• The exercise
Set down exactly the lines running from the line with "Objective — for the distant window" to the end of the listing below, both ends included.

(Location identification entries)
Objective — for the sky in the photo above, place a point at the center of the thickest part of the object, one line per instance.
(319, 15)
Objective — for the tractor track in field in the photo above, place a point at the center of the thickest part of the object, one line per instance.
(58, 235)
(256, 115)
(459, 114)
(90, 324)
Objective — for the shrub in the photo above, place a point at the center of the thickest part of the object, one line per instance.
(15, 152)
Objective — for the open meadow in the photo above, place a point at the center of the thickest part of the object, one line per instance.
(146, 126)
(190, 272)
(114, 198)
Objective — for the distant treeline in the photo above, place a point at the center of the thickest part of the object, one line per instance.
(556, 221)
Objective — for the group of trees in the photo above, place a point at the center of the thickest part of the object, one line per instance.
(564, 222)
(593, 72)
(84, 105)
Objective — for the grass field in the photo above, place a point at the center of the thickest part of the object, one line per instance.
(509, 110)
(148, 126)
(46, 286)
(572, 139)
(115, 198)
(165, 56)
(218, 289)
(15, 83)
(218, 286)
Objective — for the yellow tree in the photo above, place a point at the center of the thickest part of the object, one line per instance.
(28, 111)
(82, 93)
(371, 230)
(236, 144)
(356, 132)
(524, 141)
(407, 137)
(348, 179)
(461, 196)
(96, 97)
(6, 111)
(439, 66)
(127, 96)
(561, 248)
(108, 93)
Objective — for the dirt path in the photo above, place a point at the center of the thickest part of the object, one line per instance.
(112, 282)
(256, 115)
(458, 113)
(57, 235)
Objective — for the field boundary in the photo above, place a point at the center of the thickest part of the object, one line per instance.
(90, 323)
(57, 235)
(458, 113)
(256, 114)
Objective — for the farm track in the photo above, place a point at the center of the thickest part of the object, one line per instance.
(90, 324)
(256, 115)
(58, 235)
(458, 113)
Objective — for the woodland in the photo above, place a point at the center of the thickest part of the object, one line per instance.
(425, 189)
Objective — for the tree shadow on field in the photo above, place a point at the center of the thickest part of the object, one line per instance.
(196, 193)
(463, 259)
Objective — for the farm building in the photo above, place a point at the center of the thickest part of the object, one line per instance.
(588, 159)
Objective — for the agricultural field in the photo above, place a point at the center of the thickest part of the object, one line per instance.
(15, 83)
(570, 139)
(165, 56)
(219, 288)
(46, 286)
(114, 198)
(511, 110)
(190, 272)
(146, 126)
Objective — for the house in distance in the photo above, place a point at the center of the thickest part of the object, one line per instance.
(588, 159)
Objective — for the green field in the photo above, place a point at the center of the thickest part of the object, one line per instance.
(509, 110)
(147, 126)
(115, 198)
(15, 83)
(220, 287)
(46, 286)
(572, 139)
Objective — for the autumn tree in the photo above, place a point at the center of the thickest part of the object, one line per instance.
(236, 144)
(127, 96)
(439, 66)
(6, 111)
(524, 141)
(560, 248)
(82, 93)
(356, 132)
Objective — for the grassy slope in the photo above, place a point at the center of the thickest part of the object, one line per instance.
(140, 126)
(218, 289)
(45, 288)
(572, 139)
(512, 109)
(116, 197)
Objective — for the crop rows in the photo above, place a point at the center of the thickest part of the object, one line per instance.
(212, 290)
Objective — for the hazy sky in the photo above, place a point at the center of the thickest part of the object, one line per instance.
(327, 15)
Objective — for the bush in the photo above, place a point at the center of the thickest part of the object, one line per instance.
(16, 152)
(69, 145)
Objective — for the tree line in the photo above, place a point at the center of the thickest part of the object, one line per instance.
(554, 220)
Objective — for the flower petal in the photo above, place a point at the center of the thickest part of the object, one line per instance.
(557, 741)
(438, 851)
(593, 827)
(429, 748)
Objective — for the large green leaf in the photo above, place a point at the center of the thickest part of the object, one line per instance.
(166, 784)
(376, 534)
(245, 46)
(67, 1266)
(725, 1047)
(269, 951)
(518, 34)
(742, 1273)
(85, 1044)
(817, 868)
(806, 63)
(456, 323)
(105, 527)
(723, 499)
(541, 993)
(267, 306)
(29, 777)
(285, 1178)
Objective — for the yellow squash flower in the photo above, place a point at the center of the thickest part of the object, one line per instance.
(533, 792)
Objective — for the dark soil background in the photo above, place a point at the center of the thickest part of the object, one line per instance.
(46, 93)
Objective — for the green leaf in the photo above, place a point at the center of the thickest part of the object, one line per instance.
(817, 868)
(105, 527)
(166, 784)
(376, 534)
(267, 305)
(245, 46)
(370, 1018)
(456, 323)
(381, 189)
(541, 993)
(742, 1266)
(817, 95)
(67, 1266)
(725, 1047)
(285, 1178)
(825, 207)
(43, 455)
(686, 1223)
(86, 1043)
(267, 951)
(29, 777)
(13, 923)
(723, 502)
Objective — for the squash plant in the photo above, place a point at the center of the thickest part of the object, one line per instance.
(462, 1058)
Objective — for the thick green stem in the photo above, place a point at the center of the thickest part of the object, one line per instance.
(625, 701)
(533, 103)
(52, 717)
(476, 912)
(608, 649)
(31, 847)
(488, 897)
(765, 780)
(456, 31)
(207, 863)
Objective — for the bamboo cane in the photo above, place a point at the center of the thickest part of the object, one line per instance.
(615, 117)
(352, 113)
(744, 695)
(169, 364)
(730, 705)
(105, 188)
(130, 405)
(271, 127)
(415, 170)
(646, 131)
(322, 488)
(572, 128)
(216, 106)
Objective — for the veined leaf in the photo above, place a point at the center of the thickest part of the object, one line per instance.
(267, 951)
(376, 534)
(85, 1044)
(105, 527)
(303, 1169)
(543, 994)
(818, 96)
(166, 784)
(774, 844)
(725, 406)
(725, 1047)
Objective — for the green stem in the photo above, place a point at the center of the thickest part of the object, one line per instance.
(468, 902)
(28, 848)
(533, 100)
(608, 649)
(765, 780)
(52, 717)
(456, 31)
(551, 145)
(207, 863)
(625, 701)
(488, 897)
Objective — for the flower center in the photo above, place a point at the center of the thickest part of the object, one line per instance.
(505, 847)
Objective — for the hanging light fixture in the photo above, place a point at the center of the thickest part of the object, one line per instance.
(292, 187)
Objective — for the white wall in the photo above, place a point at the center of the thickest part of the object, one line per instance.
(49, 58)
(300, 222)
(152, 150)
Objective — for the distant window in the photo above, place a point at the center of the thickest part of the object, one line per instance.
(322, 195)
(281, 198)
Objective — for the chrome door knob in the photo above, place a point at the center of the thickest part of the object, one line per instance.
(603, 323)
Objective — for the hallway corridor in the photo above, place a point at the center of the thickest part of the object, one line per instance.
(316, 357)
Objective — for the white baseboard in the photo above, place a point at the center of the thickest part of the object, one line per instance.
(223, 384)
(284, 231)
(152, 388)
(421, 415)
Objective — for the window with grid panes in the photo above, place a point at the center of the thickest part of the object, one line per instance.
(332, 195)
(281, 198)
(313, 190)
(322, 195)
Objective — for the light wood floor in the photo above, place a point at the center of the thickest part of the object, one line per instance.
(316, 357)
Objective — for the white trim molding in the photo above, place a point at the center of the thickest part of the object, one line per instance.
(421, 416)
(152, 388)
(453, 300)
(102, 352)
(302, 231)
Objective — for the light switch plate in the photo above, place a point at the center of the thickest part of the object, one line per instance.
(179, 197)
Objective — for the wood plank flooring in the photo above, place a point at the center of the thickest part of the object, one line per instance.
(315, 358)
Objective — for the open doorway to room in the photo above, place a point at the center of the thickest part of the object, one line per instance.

• Worked solution
Objective — for the distant window in the photo above, place a point at the center of the thickest part of the object, one line per instance.
(322, 195)
(281, 198)
Objective — for the chrome door knob in the photo above, place a point at the center of the thickest part of the object, one line per instance.
(603, 323)
Objective — for the hallway corridor in the photo above, place a point at the center of the thickest part of the object, one line per instance.
(316, 357)
Objective — for the white baseboard in the photo above, place a point at the center of the thickest part of the object, one line per instance.
(223, 384)
(284, 231)
(152, 388)
(421, 415)
Objective — for the window with grid panes in the photo above, place a point at the center of the thickest part of the object, one line per instance.
(332, 195)
(281, 198)
(313, 190)
(322, 195)
Objective — for the light wood floor in the photo above, place a point at the center of the thickest part of the object, one line per instance.
(316, 357)
Objective — for the white trim molding in the photo above, place a point at the center of the thickest part of the object, one line per instance.
(421, 416)
(152, 388)
(453, 300)
(102, 352)
(302, 231)
Objective — for the light switch plate in the photo above, place a point at the center of the thickest part of the object, one line per instance.
(179, 197)
Objective — for the wood plank flooring in the photo above, place a point at the center of the thickest part of the object, one line per instance.
(315, 358)
Objective — for the open doorway to room in the photo above, place a point at the center of the thickest part of the object, one line per instance.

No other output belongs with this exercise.